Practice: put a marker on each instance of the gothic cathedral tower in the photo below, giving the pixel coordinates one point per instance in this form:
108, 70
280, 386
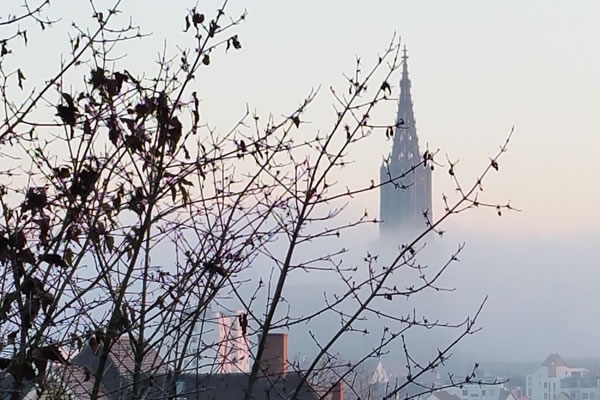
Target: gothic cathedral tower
405, 196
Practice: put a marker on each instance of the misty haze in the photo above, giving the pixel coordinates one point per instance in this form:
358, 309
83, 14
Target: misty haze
323, 200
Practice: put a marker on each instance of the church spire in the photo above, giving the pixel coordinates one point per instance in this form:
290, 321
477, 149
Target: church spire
406, 144
404, 63
404, 202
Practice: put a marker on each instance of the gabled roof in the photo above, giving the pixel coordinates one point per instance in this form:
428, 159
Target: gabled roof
123, 356
75, 381
553, 361
379, 375
233, 386
444, 395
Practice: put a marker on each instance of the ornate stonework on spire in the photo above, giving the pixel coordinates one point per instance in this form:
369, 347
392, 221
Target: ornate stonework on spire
404, 201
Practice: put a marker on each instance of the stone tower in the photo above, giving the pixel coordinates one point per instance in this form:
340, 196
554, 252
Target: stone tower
406, 193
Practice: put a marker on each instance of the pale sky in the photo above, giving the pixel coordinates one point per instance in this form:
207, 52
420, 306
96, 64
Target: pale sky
477, 68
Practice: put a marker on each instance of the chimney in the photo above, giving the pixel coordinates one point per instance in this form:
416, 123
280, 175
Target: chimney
338, 391
273, 362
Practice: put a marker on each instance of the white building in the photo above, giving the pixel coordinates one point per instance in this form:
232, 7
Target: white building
545, 382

- [ACTION ITEM]
Everything in the entries except the images must be copied exactly.

- [EXERCISE OUTPUT]
Practice: put a marker on each instance of the gothic cathedral tower in the photo below, giving the pixel coordinates one point per instance in this form:
108, 70
280, 386
Target: gothic cathedral tower
405, 196
Practice: put a marker on each instance of the misty haze in the photo above, giving the pixel coordinates one point per instance in this form:
358, 309
83, 14
Target: misty haze
323, 200
Practice: put a marker on each instance of the church spire in the photo above, giving the pixel coordinates one point per instance in this form:
290, 321
477, 149
Target: church spire
406, 144
404, 63
404, 202
Practice: put a marker on each instance of the gabled roof in the photo above, giving the pixel coordinates one point per instance in this form:
428, 159
Target: gabled roof
123, 356
75, 381
553, 361
379, 375
233, 386
444, 395
Practice: put a marker on each instance of the ornate stonework on spire in the photo above, giving the pixel coordinates one point per instance in this form:
369, 347
392, 221
Target: ornate stonework on spire
404, 201
Practice: put a marker on each instance of the stone tower in the photo above, giving the pixel coordinates one point per instance in this form:
340, 196
554, 252
Target: stone tower
406, 193
Practice: put a marker on each instance of the pale sky in the photo above, giving the pixel coordinates one point per instance in this form:
207, 52
420, 306
96, 64
Target: pale sky
477, 68
Practice: put a marker on each instance of the chimney in the photo above, giving the pixel coordinates one point per instance in this form:
416, 123
280, 175
Target: chimney
338, 391
273, 362
Practice: put a marker on each instance of the white building in the photo above, giving the pixel coordinates one point per instance in this form:
232, 7
Target: white building
545, 382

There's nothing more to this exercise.